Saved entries

____

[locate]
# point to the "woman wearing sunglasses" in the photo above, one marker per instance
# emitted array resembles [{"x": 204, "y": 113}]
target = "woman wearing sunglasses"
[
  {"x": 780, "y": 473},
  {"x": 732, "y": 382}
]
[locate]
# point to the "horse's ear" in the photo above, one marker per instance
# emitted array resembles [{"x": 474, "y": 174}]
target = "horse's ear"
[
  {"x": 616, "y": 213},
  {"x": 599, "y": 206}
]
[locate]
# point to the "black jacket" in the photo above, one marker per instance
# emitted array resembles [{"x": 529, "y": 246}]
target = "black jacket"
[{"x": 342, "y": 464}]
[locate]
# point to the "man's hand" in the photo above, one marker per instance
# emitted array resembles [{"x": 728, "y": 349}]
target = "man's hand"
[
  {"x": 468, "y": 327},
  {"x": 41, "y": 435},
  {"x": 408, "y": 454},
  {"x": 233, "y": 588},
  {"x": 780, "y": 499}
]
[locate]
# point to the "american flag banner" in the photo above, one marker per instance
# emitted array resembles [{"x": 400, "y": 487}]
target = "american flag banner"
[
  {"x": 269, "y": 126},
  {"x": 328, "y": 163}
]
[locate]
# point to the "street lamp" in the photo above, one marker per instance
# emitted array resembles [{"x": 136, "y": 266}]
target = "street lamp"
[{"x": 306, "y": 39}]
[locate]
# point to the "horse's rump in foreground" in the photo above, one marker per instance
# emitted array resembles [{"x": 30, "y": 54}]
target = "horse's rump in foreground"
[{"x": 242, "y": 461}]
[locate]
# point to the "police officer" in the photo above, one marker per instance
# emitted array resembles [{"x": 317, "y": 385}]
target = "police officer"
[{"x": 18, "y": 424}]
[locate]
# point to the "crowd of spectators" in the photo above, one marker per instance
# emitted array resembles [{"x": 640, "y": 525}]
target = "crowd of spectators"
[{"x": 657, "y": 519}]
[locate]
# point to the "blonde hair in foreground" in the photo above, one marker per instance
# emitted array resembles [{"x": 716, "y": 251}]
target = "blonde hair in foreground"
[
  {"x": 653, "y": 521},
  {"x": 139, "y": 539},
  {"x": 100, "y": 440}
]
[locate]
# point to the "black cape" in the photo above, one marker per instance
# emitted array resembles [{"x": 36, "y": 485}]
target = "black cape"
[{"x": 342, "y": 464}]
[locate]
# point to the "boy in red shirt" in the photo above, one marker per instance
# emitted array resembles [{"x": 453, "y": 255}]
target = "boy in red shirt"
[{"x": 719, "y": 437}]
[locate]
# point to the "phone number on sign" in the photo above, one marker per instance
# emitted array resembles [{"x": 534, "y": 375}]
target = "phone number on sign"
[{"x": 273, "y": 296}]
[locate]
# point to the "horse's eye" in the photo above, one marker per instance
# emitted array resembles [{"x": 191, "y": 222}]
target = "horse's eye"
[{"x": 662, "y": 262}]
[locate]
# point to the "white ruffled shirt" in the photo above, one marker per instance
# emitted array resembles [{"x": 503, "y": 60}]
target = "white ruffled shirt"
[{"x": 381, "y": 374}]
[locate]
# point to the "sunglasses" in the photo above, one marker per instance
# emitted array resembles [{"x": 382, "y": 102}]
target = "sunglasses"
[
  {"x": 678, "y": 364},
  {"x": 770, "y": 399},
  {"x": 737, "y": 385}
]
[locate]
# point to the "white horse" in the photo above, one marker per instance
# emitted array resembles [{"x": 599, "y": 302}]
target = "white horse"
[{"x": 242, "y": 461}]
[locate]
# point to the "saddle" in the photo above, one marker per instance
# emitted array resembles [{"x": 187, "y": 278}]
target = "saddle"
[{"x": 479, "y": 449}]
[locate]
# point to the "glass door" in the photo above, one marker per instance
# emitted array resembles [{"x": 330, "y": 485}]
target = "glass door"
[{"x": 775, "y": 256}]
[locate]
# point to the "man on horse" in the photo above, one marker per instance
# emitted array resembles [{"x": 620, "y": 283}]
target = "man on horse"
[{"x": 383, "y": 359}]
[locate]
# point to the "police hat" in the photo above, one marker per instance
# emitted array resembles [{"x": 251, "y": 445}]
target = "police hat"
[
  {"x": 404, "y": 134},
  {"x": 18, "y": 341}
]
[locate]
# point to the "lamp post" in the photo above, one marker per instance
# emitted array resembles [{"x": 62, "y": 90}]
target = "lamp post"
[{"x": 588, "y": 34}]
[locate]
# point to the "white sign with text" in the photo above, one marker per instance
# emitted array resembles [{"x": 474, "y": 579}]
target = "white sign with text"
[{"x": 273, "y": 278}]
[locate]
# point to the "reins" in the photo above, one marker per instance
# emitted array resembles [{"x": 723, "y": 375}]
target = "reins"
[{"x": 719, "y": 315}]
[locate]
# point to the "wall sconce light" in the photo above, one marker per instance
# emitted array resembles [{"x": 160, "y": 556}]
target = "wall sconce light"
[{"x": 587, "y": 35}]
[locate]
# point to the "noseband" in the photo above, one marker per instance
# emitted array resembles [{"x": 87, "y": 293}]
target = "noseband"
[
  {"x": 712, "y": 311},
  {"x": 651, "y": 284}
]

____

→ Prompt
Print each of the lines above again, unchanged.

→ Exercise output
[locate]
# point to the "woman wearing sunglasses" in the photo above, one marker per instance
# emitted array resembles [{"x": 204, "y": 113}]
target = "woman wearing sunglasses"
[
  {"x": 780, "y": 473},
  {"x": 732, "y": 382}
]
[locate]
# point to the "horse's ear" in the photo above, one marker per instance
# emitted array resembles [{"x": 474, "y": 174}]
target = "horse's ear"
[
  {"x": 616, "y": 213},
  {"x": 599, "y": 206}
]
[locate]
# point to the "black jacket" in the photo above, one marker per instance
# emitted array resembles [{"x": 529, "y": 246}]
target = "black jacket"
[{"x": 342, "y": 464}]
[locate]
# point to the "man's hand" in the photo above, one marker per instance
# emitted array resembles [{"x": 728, "y": 349}]
target = "man's hand"
[
  {"x": 468, "y": 327},
  {"x": 41, "y": 435},
  {"x": 408, "y": 454},
  {"x": 233, "y": 588},
  {"x": 780, "y": 499}
]
[locate]
# point to the "american flag banner" in the photo above, one marker per instance
# emitted array resembles [{"x": 400, "y": 487}]
target = "american flag banner"
[
  {"x": 269, "y": 126},
  {"x": 328, "y": 163}
]
[locate]
# point to the "street lamp" in the photo above, one marker per instance
# emitted array resembles [{"x": 136, "y": 266}]
target = "street lamp"
[{"x": 306, "y": 39}]
[locate]
# point to the "horse's rump in foreground" in the photo above, one marker per instance
# emitted array resembles [{"x": 30, "y": 54}]
target = "horse's rump in foreground"
[{"x": 242, "y": 461}]
[locate]
# point to the "police officer" in the photo above, one marker per instance
# emitted array resembles [{"x": 317, "y": 385}]
target = "police officer"
[{"x": 18, "y": 424}]
[locate]
# point to the "crowd of spectators" in the photo above, one marker per instance
# emitted array resembles [{"x": 640, "y": 525}]
target = "crowd of spectators"
[{"x": 657, "y": 519}]
[locate]
# point to the "blonde hair in foreground" in the photo above, one marker per instance
# emitted array resembles [{"x": 716, "y": 251}]
target = "blonde hair in foreground"
[
  {"x": 653, "y": 521},
  {"x": 139, "y": 539},
  {"x": 100, "y": 440}
]
[locate]
# point to the "black cape" in the photo above, one marker per instance
# emitted array resembles [{"x": 36, "y": 485}]
target = "black cape"
[{"x": 342, "y": 464}]
[locate]
# point to the "boy in red shirt" in the photo above, one marker per instance
# emitted array resembles [{"x": 453, "y": 255}]
target = "boy in red shirt"
[{"x": 719, "y": 437}]
[locate]
# point to the "phone number on sign" in the photo above, one marker per instance
# emitted array resembles [{"x": 534, "y": 375}]
target = "phone number on sign"
[{"x": 273, "y": 296}]
[locate]
# point to the "horse's eye" in the photo above, one marker per instance
# emitted array resembles [{"x": 191, "y": 222}]
target = "horse's eye"
[{"x": 662, "y": 262}]
[locate]
# point to the "white ruffled shirt" in the photo above, one marker per instance
# emitted array resembles [{"x": 503, "y": 60}]
target = "white ruffled shirt"
[{"x": 381, "y": 374}]
[locate]
# point to the "sunglasses" in the photo above, one marker per instance
# emitted array resembles [{"x": 382, "y": 102}]
target = "sunglasses"
[
  {"x": 678, "y": 364},
  {"x": 770, "y": 399},
  {"x": 737, "y": 385}
]
[locate]
# point to the "white horse" in the photo above, one marker per instance
# emitted array resembles [{"x": 599, "y": 302}]
target = "white horse"
[{"x": 242, "y": 461}]
[locate]
# point to the "saddle" in the photo above, one marker per instance
# emitted array resembles [{"x": 187, "y": 278}]
target = "saddle"
[{"x": 479, "y": 449}]
[locate]
# point to the "glass door" in the photo above, one marker per instance
# emitted array resembles [{"x": 330, "y": 485}]
target = "glass door"
[{"x": 775, "y": 256}]
[locate]
# point to the "man on horse" in the photo above, one marker per instance
# emitted array resembles [{"x": 620, "y": 283}]
target = "man on horse"
[{"x": 383, "y": 359}]
[locate]
# point to the "police hat" in the photo above, one marker per instance
# emitted array resembles [{"x": 251, "y": 445}]
target = "police hat"
[
  {"x": 404, "y": 134},
  {"x": 18, "y": 341}
]
[locate]
# point to the "lamp post" in the photo above, one marker per instance
# emitted array resembles [{"x": 62, "y": 90}]
target = "lamp post"
[{"x": 588, "y": 34}]
[locate]
# point to the "white sign with text" in the photo above, one marker per instance
# emitted array resembles [{"x": 474, "y": 579}]
target = "white sign with text"
[{"x": 273, "y": 278}]
[locate]
# point to the "reins" in the photo above, one marker per instance
# emitted array resembles [{"x": 723, "y": 375}]
target = "reins"
[{"x": 719, "y": 315}]
[locate]
# point to the "wall sconce light" in the photo above, one marker per instance
# emitted array resembles [{"x": 160, "y": 556}]
target = "wall sconce light"
[{"x": 587, "y": 35}]
[locate]
# point to the "noseband" in the photo above, one marker per instance
# emitted array resembles [{"x": 87, "y": 293}]
target = "noseband"
[
  {"x": 712, "y": 311},
  {"x": 651, "y": 284}
]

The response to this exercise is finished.